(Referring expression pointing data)
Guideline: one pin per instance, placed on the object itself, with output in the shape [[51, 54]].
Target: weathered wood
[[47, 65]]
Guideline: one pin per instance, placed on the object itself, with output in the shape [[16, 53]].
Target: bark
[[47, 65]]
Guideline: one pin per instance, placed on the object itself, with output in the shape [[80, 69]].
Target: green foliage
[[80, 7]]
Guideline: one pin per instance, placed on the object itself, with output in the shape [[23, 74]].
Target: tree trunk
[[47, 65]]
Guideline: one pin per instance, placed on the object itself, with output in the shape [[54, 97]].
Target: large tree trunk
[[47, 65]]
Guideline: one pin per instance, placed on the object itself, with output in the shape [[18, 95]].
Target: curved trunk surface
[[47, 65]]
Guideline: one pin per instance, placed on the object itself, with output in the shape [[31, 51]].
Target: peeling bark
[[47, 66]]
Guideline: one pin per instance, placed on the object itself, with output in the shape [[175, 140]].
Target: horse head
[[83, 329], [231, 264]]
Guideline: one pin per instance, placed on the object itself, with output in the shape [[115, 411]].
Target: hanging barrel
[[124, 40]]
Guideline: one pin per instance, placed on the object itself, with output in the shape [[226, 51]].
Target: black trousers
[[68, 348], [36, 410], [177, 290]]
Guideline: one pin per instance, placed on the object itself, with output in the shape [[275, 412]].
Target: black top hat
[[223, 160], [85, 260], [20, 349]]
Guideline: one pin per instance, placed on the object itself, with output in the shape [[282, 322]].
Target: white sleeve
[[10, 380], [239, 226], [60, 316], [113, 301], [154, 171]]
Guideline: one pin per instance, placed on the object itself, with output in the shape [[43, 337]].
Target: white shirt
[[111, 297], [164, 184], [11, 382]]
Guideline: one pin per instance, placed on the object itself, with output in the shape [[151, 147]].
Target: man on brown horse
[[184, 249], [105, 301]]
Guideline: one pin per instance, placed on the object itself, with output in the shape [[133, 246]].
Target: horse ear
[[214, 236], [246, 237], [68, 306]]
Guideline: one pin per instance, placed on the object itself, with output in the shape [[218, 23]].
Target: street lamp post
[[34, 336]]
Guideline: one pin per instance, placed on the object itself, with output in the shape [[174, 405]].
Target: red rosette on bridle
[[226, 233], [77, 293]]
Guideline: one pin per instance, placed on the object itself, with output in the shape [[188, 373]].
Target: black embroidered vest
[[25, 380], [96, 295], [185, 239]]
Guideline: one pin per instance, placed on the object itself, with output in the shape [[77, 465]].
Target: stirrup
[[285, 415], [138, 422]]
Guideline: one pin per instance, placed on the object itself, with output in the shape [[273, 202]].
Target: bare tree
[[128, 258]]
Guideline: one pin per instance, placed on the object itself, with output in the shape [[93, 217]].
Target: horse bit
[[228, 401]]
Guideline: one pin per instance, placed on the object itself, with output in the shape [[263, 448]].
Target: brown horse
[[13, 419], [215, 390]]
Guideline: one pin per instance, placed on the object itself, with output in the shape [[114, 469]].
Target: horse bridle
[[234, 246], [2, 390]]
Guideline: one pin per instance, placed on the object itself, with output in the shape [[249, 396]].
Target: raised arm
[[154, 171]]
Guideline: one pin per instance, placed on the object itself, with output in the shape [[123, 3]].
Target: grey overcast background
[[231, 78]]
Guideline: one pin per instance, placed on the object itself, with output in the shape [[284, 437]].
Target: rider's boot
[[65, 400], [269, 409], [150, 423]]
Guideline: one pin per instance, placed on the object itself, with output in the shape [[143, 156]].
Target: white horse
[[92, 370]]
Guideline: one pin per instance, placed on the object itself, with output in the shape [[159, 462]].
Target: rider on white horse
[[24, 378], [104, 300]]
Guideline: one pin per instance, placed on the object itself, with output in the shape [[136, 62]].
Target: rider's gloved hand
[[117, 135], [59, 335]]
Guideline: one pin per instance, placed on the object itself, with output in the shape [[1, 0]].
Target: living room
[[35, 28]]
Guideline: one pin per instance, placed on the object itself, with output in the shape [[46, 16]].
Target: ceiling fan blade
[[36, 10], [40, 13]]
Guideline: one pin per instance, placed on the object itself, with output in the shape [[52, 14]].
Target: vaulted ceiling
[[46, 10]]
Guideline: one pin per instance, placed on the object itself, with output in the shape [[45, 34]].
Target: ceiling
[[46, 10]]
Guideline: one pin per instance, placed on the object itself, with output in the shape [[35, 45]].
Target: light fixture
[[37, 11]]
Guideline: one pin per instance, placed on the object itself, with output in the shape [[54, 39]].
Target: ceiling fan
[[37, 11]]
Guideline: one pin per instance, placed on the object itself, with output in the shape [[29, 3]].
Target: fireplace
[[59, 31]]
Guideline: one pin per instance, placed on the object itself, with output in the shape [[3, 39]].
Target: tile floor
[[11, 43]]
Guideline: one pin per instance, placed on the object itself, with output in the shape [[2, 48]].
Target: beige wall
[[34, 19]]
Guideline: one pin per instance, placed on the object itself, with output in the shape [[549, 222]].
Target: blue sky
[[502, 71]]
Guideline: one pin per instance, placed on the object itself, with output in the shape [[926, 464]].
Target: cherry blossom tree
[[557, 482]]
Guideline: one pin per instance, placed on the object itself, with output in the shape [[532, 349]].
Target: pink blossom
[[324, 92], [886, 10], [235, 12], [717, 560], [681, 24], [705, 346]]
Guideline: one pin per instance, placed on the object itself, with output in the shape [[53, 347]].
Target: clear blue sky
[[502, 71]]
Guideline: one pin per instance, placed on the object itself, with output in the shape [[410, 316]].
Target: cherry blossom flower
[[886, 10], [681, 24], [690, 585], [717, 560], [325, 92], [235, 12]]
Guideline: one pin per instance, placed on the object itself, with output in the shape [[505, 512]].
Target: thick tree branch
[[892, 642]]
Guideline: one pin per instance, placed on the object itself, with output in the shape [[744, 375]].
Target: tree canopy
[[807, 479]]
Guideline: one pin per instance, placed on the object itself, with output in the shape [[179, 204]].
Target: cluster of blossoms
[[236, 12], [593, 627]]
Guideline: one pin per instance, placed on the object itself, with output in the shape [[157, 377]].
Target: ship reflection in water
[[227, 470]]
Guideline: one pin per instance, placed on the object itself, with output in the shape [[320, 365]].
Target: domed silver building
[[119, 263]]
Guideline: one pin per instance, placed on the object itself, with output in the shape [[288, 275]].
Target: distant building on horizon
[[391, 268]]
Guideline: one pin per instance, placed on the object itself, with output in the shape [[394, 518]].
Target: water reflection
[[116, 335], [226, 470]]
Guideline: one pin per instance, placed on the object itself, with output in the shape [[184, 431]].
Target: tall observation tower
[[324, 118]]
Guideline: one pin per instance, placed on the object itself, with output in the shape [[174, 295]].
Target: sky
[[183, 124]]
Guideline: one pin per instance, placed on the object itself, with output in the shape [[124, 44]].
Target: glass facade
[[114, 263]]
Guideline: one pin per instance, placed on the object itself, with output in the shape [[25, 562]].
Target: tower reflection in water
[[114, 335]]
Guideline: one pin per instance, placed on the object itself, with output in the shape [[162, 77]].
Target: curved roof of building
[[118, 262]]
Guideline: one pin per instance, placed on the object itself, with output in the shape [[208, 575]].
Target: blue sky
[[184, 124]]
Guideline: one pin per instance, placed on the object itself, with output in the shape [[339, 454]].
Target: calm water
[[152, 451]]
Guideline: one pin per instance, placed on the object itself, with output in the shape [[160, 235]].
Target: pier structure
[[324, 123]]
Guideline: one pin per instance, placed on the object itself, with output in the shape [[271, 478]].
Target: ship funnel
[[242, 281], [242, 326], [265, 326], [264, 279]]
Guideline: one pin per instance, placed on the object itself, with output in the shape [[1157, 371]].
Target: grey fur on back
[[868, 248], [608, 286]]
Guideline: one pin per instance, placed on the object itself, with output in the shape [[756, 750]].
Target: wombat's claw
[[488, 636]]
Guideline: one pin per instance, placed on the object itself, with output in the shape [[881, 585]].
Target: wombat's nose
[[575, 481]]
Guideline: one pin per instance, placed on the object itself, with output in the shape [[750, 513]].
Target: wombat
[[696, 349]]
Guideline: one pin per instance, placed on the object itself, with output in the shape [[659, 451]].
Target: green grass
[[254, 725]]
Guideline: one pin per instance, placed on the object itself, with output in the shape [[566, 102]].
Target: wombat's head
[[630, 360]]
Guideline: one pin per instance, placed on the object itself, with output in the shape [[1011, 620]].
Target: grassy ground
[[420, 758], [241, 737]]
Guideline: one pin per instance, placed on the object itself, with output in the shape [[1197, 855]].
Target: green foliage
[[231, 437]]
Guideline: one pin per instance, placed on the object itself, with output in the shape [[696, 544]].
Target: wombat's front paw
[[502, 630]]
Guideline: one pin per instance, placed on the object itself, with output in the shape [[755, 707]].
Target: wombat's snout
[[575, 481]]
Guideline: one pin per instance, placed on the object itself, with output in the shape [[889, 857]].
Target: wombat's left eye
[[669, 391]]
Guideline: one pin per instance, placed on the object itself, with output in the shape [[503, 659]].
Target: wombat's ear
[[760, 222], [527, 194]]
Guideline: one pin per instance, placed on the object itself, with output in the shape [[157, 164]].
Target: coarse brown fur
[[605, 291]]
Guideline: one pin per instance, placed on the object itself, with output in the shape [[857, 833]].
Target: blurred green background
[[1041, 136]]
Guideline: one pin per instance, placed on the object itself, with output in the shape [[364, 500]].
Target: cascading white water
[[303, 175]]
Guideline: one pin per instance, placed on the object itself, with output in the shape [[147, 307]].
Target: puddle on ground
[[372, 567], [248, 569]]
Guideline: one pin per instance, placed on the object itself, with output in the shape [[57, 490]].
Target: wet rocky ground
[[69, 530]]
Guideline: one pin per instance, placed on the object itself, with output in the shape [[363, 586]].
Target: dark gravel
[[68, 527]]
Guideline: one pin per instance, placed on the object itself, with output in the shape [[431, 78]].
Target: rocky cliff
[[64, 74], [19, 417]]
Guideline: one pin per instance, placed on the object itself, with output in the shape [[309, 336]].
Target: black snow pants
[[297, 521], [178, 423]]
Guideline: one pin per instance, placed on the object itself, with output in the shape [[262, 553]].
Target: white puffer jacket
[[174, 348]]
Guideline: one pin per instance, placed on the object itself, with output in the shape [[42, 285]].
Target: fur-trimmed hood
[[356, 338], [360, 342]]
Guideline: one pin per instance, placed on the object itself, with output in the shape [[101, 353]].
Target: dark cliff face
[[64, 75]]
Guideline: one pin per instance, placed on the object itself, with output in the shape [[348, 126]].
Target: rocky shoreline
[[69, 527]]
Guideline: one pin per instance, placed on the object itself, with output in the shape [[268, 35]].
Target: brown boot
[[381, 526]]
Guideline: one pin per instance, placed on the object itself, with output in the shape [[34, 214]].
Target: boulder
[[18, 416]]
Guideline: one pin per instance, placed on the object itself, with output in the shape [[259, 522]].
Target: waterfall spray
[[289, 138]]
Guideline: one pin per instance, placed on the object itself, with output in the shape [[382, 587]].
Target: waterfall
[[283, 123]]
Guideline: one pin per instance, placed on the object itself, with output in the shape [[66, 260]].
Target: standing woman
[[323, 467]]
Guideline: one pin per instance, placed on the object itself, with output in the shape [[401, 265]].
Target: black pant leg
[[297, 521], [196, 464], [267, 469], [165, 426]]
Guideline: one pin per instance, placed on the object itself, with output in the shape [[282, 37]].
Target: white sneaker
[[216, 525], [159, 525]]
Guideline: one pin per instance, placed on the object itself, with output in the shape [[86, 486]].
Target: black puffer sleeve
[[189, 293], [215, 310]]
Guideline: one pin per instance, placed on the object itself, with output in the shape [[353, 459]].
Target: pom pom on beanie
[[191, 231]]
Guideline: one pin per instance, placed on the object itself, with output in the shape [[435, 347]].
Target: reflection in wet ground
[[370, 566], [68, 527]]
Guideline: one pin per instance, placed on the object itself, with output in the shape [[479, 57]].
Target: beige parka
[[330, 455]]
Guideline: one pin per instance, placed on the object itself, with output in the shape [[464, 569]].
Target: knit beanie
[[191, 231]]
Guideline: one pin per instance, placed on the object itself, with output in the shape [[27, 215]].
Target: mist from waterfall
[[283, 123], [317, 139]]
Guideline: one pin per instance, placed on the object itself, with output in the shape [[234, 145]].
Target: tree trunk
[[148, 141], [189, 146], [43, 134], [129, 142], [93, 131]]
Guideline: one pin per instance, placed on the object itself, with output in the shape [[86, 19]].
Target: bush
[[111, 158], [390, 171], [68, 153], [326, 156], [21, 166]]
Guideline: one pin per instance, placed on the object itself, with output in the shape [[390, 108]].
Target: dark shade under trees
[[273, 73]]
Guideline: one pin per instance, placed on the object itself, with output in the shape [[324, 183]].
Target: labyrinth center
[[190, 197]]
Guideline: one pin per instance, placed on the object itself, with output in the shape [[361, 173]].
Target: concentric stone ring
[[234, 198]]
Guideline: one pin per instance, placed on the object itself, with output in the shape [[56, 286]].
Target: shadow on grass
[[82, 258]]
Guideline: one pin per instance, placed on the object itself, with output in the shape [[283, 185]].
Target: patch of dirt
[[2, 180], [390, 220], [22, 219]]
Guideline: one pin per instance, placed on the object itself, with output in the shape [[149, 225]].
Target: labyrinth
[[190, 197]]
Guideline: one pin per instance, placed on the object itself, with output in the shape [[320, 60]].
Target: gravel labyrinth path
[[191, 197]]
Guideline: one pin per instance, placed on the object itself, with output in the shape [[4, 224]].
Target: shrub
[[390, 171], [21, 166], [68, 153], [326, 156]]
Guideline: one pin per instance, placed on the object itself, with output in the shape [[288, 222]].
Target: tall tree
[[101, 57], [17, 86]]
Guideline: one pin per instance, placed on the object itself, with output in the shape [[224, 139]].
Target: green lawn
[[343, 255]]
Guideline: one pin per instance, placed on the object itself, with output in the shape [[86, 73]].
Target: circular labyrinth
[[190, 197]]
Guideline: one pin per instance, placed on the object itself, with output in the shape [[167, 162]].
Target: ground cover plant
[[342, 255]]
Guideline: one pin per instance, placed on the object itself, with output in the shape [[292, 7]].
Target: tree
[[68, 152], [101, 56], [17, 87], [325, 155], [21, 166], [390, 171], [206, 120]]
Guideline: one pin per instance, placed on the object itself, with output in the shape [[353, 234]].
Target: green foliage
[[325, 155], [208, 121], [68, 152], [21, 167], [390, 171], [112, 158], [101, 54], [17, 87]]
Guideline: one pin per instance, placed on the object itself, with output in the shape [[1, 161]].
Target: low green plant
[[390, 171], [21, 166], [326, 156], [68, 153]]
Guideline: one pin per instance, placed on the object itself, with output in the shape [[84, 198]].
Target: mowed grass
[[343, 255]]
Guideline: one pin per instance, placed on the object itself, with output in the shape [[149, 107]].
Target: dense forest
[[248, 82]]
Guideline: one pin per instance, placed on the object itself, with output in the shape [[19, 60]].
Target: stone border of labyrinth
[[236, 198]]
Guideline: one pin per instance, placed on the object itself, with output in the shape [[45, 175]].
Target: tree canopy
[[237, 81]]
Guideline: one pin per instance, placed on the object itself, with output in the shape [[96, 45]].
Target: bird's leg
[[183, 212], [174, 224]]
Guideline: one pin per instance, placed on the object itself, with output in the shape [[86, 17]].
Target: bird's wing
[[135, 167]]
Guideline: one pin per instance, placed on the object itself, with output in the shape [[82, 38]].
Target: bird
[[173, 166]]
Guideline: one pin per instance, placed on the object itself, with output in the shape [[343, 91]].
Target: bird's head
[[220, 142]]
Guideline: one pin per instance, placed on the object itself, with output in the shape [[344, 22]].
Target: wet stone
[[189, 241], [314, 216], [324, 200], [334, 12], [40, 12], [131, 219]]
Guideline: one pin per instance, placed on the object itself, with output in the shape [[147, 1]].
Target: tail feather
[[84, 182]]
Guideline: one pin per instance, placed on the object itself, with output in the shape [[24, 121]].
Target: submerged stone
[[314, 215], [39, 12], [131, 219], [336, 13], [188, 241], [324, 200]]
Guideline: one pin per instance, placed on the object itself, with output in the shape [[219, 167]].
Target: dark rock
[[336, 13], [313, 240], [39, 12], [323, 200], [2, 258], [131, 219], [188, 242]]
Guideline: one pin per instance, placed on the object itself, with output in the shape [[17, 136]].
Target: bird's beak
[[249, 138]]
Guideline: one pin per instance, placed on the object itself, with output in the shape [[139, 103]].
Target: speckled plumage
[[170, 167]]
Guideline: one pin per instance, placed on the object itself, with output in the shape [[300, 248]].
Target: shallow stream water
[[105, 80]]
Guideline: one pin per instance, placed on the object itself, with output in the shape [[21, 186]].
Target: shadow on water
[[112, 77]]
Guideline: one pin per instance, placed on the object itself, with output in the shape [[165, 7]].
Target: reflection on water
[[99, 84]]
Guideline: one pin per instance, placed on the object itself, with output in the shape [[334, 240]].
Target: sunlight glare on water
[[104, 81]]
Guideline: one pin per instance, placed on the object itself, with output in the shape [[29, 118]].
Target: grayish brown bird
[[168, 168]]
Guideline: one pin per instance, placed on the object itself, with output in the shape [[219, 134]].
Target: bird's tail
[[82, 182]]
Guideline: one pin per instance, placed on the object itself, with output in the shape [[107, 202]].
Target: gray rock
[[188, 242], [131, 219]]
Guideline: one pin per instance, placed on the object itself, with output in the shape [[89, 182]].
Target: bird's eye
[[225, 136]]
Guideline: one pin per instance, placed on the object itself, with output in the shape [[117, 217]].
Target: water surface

> **What you have to do**
Repeat the entries above verbatim, but only from the line that has "shape [[348, 126]]." down to the line that has "shape [[282, 37]].", inclusive.

> **Expected answer**
Guideline: one pin per instance, placed on the object itself, with output in the shape [[348, 126]].
Target: rocky shoreline
[[69, 527]]
Guideline: one pin per instance, placed on the object itself, with output in the shape [[268, 35]].
Target: brown boot
[[381, 526]]
Guideline: one pin per instance, placed on the object itself, with output in the shape [[34, 214]].
Target: boulder
[[18, 416]]
Guideline: one pin per instance, placed on the object itself, with output in the shape [[259, 522]].
Target: waterfall spray
[[289, 138]]
Guideline: one pin per instance, placed on the object itself, with output in the shape [[382, 587]].
Target: waterfall
[[283, 123]]
Guideline: one pin per instance, placed on the object itself, with output in the shape [[66, 260]].
Target: standing woman
[[323, 467]]
Guideline: one pin per instance, placed on the object itself, with output in the shape [[401, 265]].
Target: black pant leg
[[297, 521], [196, 464], [267, 469], [165, 426]]
Guideline: one pin per instance, placed on the object itself, with output in the shape [[282, 37]].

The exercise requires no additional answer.